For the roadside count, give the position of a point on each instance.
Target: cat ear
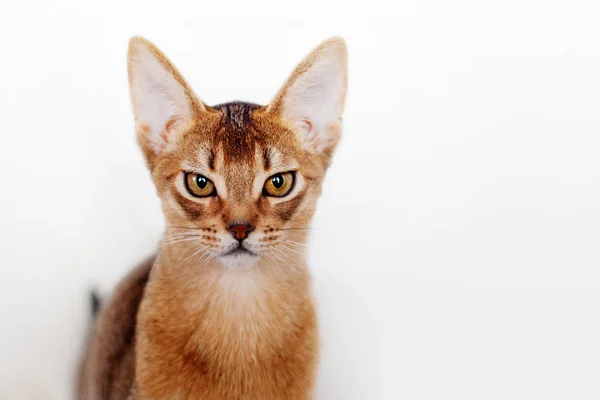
(162, 101)
(312, 99)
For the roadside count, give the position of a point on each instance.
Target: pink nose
(240, 231)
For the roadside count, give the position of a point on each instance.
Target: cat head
(238, 181)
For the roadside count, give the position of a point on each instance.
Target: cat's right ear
(163, 103)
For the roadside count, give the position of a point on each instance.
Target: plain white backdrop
(455, 249)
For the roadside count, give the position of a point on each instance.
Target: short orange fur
(195, 323)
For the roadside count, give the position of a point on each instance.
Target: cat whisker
(290, 249)
(293, 242)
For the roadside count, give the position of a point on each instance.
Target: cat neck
(205, 303)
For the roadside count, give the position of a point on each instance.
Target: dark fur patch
(237, 133)
(193, 210)
(287, 209)
(266, 158)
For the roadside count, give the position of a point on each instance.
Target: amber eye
(279, 185)
(199, 185)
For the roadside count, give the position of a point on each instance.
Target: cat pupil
(201, 182)
(277, 181)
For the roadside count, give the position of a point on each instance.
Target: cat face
(238, 182)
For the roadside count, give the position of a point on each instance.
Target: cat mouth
(239, 251)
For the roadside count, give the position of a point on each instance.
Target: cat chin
(238, 260)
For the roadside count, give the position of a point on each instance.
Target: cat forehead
(242, 134)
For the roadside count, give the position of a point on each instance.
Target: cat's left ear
(162, 101)
(312, 99)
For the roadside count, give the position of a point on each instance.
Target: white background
(455, 248)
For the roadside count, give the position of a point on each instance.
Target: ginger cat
(224, 311)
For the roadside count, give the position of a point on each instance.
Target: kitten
(224, 311)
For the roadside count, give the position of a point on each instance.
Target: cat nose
(240, 231)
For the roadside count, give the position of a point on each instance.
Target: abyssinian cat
(224, 311)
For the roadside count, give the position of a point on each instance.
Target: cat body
(224, 311)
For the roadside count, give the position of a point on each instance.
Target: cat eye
(199, 185)
(279, 185)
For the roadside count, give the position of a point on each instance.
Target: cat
(224, 310)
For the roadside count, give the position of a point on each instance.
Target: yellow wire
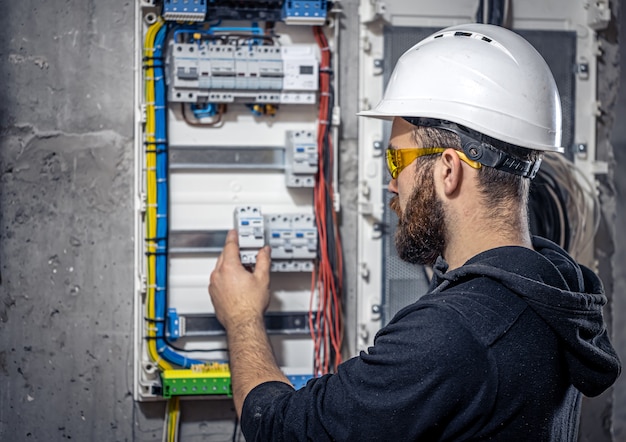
(173, 418)
(151, 189)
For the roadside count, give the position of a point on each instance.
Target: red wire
(328, 332)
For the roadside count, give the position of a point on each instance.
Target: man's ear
(451, 172)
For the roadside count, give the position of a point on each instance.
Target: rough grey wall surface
(66, 217)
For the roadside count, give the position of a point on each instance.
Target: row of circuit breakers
(216, 68)
(292, 238)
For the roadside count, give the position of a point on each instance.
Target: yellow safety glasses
(398, 159)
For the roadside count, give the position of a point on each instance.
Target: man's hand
(237, 294)
(240, 299)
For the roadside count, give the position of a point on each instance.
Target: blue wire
(160, 301)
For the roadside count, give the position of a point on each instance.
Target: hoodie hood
(567, 296)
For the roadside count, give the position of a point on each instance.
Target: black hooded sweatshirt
(500, 348)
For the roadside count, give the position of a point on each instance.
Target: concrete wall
(66, 216)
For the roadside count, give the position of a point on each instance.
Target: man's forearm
(252, 361)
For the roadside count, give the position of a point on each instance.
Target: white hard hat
(484, 77)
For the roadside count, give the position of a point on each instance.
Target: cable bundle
(157, 200)
(326, 323)
(563, 205)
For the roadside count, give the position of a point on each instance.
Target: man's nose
(393, 186)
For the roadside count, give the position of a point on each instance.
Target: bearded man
(510, 334)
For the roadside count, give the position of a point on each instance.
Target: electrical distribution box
(228, 102)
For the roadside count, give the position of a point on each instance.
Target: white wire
(583, 208)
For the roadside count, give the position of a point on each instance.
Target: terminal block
(305, 12)
(250, 224)
(184, 10)
(210, 380)
(301, 159)
(293, 240)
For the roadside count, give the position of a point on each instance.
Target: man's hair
(499, 188)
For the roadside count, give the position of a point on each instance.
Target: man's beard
(420, 236)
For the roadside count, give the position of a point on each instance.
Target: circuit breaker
(233, 104)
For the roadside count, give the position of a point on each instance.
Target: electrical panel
(234, 118)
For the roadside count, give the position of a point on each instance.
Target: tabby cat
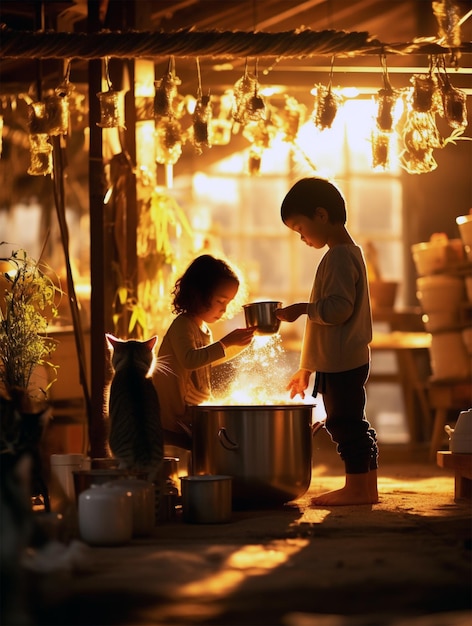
(135, 434)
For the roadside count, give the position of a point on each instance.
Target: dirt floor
(405, 562)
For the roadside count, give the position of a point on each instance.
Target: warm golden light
(248, 561)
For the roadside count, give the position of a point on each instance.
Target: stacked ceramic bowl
(442, 294)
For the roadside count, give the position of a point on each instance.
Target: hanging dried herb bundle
(380, 149)
(202, 117)
(166, 92)
(386, 99)
(425, 95)
(454, 103)
(326, 107)
(248, 104)
(168, 135)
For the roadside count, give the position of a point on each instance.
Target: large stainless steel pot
(261, 315)
(266, 449)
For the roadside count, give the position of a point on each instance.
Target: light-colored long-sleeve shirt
(182, 377)
(338, 328)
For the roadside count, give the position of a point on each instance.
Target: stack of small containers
(445, 296)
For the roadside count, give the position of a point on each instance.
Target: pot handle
(226, 441)
(316, 426)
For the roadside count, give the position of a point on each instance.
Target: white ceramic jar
(461, 434)
(105, 516)
(143, 496)
(61, 487)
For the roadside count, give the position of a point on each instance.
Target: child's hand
(292, 312)
(238, 337)
(298, 383)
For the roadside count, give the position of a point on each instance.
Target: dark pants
(344, 398)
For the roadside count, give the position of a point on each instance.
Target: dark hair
(194, 290)
(308, 194)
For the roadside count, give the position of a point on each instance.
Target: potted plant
(29, 298)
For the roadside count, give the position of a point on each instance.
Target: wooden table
(406, 346)
(462, 466)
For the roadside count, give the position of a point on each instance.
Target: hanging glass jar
(111, 109)
(168, 141)
(57, 114)
(40, 155)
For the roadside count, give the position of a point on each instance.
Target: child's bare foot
(359, 489)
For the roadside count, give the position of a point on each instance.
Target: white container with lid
(461, 435)
(144, 508)
(449, 357)
(105, 516)
(61, 488)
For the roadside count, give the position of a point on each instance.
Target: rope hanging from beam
(213, 44)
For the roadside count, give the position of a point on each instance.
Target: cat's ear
(111, 340)
(151, 342)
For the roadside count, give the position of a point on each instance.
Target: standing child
(337, 334)
(183, 375)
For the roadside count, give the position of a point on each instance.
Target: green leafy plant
(29, 301)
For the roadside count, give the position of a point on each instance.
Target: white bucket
(437, 255)
(440, 293)
(464, 222)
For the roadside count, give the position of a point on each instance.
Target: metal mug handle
(226, 441)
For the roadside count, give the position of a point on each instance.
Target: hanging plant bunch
(221, 123)
(326, 107)
(202, 116)
(386, 100)
(166, 92)
(420, 133)
(30, 301)
(201, 123)
(454, 107)
(168, 131)
(248, 104)
(111, 105)
(291, 117)
(326, 103)
(449, 25)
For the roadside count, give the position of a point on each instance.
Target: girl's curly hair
(194, 290)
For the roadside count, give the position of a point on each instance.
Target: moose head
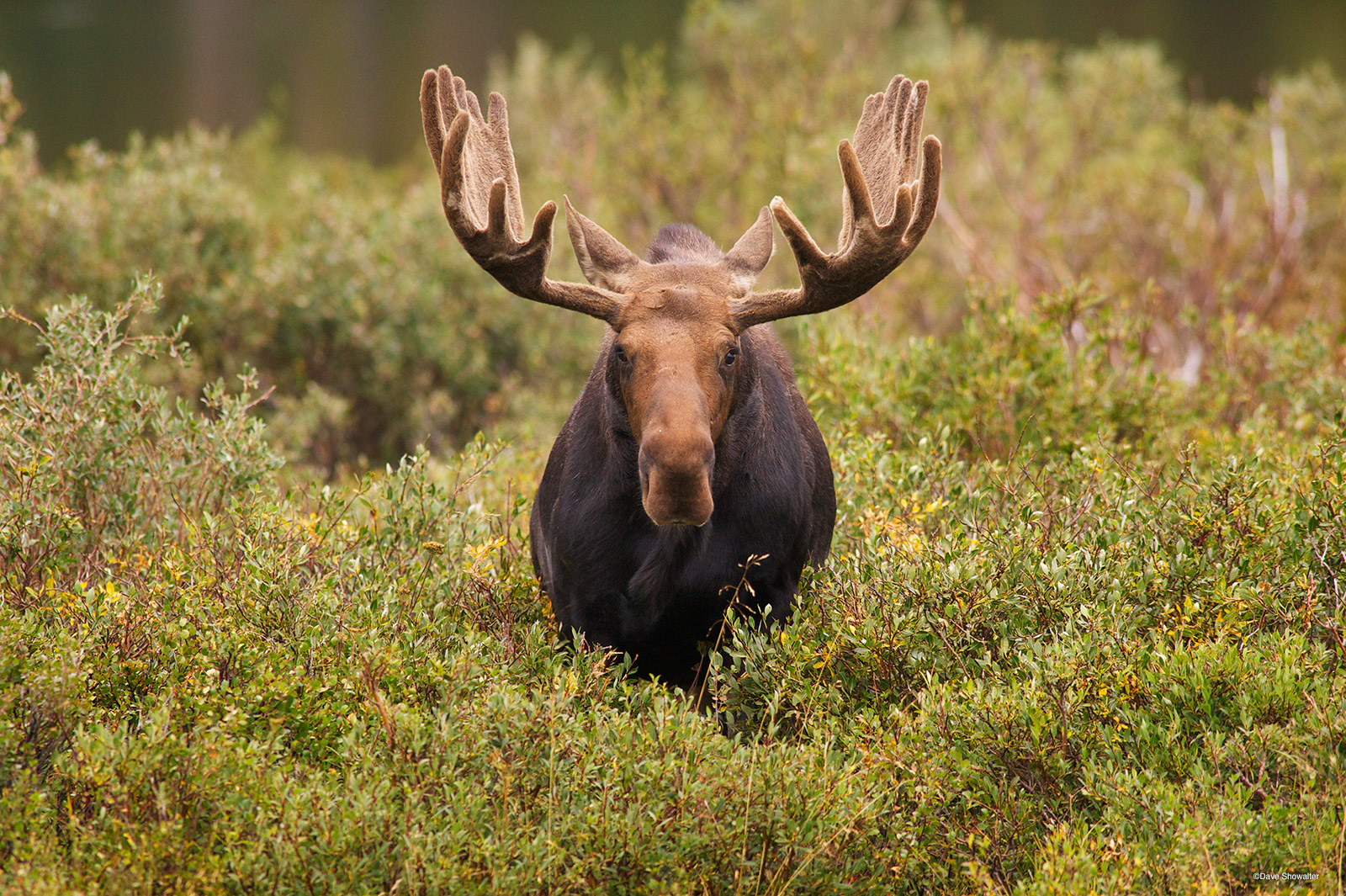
(677, 316)
(690, 473)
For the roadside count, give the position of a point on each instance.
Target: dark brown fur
(690, 463)
(657, 591)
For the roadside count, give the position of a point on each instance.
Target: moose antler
(879, 171)
(480, 190)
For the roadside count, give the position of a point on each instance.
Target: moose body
(657, 591)
(690, 473)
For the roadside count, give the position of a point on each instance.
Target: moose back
(690, 473)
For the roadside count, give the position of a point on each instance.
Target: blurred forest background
(336, 72)
(1112, 167)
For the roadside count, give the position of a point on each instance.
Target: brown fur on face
(676, 354)
(676, 350)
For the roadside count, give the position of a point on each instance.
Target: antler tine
(480, 191)
(885, 210)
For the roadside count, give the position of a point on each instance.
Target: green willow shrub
(1097, 660)
(345, 289)
(341, 285)
(94, 464)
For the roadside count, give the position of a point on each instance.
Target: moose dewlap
(690, 449)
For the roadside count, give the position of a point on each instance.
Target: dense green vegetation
(1081, 630)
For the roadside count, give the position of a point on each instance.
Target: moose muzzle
(676, 476)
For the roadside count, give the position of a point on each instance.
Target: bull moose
(690, 469)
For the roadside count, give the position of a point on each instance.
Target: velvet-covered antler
(881, 179)
(480, 190)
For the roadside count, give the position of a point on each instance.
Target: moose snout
(676, 478)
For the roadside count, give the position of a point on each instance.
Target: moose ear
(605, 262)
(753, 251)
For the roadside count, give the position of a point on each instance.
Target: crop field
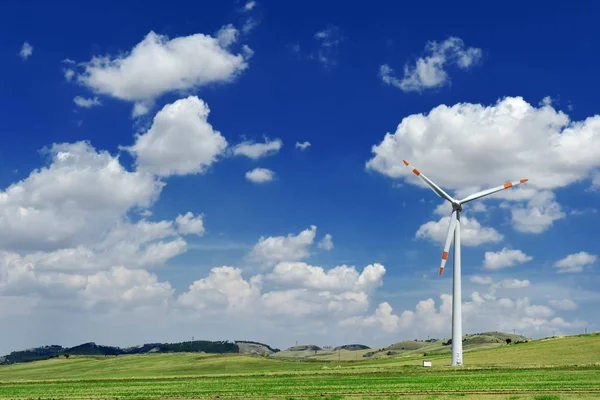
-------
[To do]:
Pick out every line in the items above that contains the string "hanging", treating uppercase and lowercase letters as distinct.

[Solution below]:
Target: hanging dried herb bundle
Target: hanging glass jar
Target: rope hanging from beam
Target: hanging plant bunch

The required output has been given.